--- Start Listing ---

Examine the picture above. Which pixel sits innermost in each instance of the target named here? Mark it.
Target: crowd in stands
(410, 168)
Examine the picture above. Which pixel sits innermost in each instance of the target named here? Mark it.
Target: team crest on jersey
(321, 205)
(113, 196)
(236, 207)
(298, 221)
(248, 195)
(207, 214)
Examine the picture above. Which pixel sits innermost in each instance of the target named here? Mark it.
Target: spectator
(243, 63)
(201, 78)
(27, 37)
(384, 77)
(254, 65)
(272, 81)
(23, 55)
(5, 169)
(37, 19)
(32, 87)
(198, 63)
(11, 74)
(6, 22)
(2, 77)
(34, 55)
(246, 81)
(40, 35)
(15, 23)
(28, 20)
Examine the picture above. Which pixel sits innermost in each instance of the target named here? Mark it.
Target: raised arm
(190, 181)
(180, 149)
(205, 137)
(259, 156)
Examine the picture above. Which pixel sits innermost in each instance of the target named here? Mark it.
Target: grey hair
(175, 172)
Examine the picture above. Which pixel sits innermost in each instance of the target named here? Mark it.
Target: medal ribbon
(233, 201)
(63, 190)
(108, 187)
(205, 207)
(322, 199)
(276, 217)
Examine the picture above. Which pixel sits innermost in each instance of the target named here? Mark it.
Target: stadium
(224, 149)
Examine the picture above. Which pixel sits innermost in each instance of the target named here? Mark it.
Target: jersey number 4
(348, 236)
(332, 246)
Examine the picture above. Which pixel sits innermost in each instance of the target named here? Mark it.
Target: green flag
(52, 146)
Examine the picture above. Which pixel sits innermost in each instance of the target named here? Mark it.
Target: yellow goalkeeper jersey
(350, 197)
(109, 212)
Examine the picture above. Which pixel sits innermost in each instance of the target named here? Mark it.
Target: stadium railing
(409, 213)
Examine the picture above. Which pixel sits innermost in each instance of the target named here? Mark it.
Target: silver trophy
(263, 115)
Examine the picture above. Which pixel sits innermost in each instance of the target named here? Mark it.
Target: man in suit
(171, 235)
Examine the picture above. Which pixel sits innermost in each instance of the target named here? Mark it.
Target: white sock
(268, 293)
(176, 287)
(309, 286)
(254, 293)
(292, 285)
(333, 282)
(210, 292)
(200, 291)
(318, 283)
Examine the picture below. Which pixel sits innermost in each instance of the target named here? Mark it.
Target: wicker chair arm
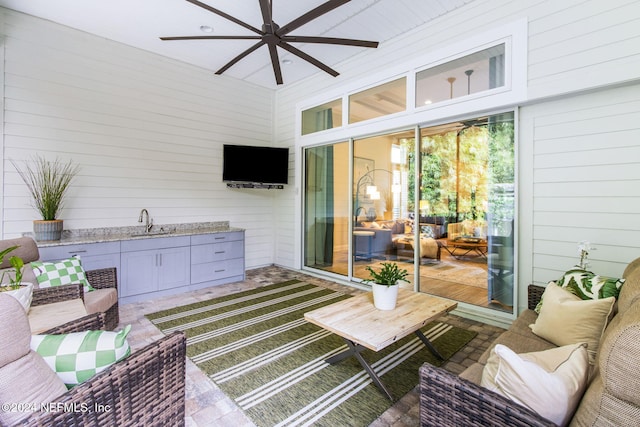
(534, 293)
(145, 389)
(446, 399)
(53, 294)
(102, 278)
(90, 322)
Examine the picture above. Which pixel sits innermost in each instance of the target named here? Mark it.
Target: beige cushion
(46, 316)
(613, 398)
(100, 300)
(24, 377)
(566, 319)
(630, 292)
(17, 338)
(27, 380)
(27, 250)
(550, 383)
(518, 343)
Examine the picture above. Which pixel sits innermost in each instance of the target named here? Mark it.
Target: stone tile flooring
(206, 405)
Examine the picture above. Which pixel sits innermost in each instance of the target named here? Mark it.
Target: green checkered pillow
(60, 273)
(78, 356)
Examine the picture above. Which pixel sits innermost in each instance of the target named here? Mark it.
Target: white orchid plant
(583, 251)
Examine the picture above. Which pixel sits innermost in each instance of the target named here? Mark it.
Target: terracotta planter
(47, 230)
(385, 297)
(23, 294)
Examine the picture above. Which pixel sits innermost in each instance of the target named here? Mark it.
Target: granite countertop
(112, 234)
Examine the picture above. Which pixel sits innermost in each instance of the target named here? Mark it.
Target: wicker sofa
(611, 397)
(103, 299)
(145, 389)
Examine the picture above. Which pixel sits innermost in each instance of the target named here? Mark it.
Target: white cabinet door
(173, 268)
(139, 273)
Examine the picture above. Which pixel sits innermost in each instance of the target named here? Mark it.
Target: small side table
(359, 236)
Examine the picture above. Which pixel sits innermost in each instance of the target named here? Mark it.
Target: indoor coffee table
(362, 325)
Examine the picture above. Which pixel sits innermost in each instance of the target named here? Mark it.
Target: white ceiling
(140, 23)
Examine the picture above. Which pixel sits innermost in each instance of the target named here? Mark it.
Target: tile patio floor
(206, 405)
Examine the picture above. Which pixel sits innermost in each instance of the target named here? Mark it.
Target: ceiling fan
(274, 35)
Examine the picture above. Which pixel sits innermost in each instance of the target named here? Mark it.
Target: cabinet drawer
(154, 243)
(55, 253)
(217, 252)
(203, 239)
(216, 270)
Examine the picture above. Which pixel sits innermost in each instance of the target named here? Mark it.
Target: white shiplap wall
(584, 181)
(574, 46)
(147, 132)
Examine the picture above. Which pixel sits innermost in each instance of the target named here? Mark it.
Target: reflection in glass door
(443, 207)
(326, 208)
(466, 206)
(380, 189)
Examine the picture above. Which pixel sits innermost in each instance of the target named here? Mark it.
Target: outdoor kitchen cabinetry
(217, 258)
(156, 266)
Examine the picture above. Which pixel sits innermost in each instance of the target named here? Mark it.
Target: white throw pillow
(550, 383)
(566, 319)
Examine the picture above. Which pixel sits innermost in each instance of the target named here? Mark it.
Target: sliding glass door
(326, 209)
(438, 200)
(380, 205)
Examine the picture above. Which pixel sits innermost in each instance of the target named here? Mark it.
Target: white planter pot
(23, 294)
(385, 297)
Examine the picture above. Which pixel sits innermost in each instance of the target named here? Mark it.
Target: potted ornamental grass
(385, 283)
(14, 286)
(48, 182)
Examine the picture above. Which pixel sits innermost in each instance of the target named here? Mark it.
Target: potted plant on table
(385, 284)
(48, 182)
(22, 291)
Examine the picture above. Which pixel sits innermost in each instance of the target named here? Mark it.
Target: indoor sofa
(611, 397)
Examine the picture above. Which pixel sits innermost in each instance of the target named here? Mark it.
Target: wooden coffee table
(362, 325)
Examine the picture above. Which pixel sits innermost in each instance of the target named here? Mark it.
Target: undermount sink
(150, 233)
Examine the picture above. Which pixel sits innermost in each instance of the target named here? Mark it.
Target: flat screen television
(263, 165)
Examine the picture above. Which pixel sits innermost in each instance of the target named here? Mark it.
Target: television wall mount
(254, 185)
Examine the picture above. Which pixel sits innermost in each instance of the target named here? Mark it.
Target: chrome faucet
(149, 222)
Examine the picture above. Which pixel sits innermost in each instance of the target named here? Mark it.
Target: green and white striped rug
(261, 352)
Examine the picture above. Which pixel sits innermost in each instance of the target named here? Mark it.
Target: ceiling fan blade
(239, 57)
(265, 8)
(211, 38)
(225, 15)
(310, 59)
(310, 16)
(329, 40)
(275, 62)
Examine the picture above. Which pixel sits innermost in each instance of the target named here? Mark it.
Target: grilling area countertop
(111, 234)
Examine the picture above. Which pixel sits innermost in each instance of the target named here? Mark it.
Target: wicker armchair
(145, 389)
(447, 399)
(100, 279)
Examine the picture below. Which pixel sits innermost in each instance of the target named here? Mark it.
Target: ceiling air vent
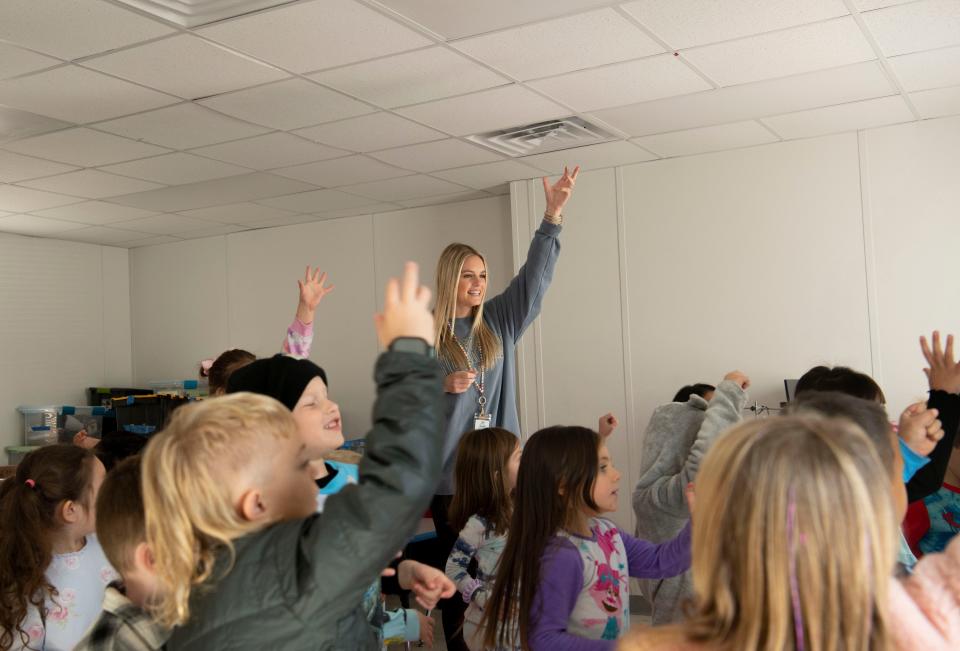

--- End Listing ---

Task details: Please pull out every line above that contains the word "green". Case counts, so a line only matches if the letters agree in case.

Answer to the task:
Target: green flag
Target: green checkered pillow
Target: green and white striped rug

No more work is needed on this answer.